(Rows excerpted from a collection)
###

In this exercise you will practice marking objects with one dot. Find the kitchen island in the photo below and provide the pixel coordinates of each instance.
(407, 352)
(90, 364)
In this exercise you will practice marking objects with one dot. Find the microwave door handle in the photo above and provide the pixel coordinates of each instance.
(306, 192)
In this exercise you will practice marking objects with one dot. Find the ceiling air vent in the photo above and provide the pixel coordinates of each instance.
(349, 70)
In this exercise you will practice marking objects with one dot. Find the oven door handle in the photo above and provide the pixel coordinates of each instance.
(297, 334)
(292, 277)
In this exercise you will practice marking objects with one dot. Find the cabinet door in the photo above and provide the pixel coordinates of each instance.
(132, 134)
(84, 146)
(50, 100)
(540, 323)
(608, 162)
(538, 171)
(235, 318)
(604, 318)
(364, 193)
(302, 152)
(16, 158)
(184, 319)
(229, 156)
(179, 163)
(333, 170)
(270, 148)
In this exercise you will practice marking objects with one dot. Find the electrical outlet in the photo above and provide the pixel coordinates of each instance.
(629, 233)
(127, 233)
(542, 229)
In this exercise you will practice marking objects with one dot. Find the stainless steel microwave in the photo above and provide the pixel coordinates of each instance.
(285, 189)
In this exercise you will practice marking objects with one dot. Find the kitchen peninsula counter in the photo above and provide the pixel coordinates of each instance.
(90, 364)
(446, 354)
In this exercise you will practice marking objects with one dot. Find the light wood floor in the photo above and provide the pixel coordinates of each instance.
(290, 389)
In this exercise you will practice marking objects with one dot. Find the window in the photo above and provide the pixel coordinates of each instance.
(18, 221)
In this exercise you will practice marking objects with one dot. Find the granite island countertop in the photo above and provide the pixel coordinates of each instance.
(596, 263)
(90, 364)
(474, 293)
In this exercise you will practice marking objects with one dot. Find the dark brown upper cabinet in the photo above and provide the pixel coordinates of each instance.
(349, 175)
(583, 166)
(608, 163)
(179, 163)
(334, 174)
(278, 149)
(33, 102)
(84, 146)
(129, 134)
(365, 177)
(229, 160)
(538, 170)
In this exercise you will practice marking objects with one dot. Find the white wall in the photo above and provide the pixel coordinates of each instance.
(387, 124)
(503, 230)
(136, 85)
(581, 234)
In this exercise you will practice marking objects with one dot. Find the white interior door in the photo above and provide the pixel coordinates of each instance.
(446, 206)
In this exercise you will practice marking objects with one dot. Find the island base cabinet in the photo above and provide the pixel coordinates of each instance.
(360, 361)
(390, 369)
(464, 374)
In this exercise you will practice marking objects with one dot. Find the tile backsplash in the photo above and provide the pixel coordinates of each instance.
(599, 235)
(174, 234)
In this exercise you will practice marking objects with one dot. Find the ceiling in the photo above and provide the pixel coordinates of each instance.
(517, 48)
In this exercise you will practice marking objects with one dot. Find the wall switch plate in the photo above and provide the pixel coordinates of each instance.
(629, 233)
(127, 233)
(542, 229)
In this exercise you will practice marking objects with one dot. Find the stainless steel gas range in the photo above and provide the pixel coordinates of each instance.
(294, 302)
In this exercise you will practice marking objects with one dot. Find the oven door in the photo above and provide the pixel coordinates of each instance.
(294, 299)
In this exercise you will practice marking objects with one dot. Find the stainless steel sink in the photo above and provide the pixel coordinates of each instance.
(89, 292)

###

■ Directions for this task:
Could you transcribe every row above word for word?

■ Answer in full:
In this exercise you will practice marking objects with one dot. Find the kitchen island in the photo below and provide the pixel coordinates of each instance.
(407, 352)
(90, 364)
In this exercise you will practice marking objects with one dot. Find the microwave door handle in the photo above and provide the pixel coordinates of each instance.
(306, 192)
In this exercise you will practice marking objects with one dot. Find the ceiling air vent in the photo above and provide the pixel coordinates of each instance.
(349, 70)
In this exercise you will practice marking objects with one dot. Find the oven door handle in the photo above and provide the pixel coordinates of each instance.
(297, 334)
(292, 277)
In this exercise you will practice marking objects with one dot. Find the cabinet door in the photo above and provide the pixel coordinates of each instance.
(132, 134)
(84, 146)
(50, 100)
(540, 323)
(608, 162)
(538, 171)
(235, 318)
(604, 318)
(364, 193)
(302, 152)
(16, 158)
(184, 319)
(229, 156)
(179, 163)
(333, 170)
(270, 148)
In this exercise you will practice marking objects with one dot. Find the electrical outlet in the photo above and provide the pixel coordinates of each instance.
(629, 233)
(127, 233)
(542, 229)
In this exercise you will practice marking objects with one dot. Find the stainless steel microwave in the photo above and provide the pixel coordinates of each instance.
(285, 189)
In this exercise you will practice marking objects with one dot. Find the kitchen peninsula counter in the photo above and provide the pixel coordinates of each instance.
(90, 364)
(446, 354)
In this exercise you will practice marking objects with one dot. Find the light wood floor in the photo above and provide the pixel coordinates of each instance.
(290, 389)
In this exercise you will practice marking objects with one dot. Find the window in the photo above and provide the pixel coordinates of each instance.
(18, 221)
In this exercise you will practice marking objects with one dot. Find the granite island countertop in the photo above and provide the pixel coordinates of each instance.
(596, 263)
(90, 364)
(474, 293)
In this exercise you will practice marking objects with one dot. Find the dark brown upper cabinet in the photo above and provide the pixel coordinates of each instance.
(349, 175)
(583, 166)
(608, 163)
(179, 163)
(334, 174)
(278, 149)
(33, 102)
(84, 146)
(129, 134)
(365, 177)
(229, 160)
(538, 170)
In this exercise you will practice marking objects with one dot. Find the white wall in the photo above and provide the pixel coordinates of each instance.
(387, 124)
(503, 230)
(136, 85)
(581, 234)
In this exercise you will practice marking objects with one dot. Find the white interior door in the photo above and provide the pixel coordinates of each instance.
(446, 206)
In this exercise you will practice marking objects with one dot. Find the island base cabinet in the photo above and provide the pixel coordinates of each instance.
(360, 361)
(390, 369)
(464, 374)
In this exercise you will practice marking objects with one dot. Find the tile backsplash in the photo above and provide the pixel coordinates of each instance.
(599, 235)
(174, 234)
In this exercise you will practice marking objects with one dot. Find the ceiling in the photo above and provide the pixel coordinates of each instance.
(517, 48)
In this exercise you will practice marking objects with one dot. Find the wall switch plate in the photo above and provide the pixel coordinates of each instance.
(629, 233)
(127, 233)
(542, 229)
In this exercise you will practice marking objects with one dot. Find the stainless steel gas range in the photo above and provide the pixel coordinates of each instance.
(294, 302)
In this exercise you will practice marking objects with one dot. Find the oven door in the photo above and provide the pixel coordinates of each instance.
(294, 299)
In this exercise you will practice marking objects with one dot. Find the stainless steel sink in the photo above and provide the pixel coordinates of each instance.
(89, 292)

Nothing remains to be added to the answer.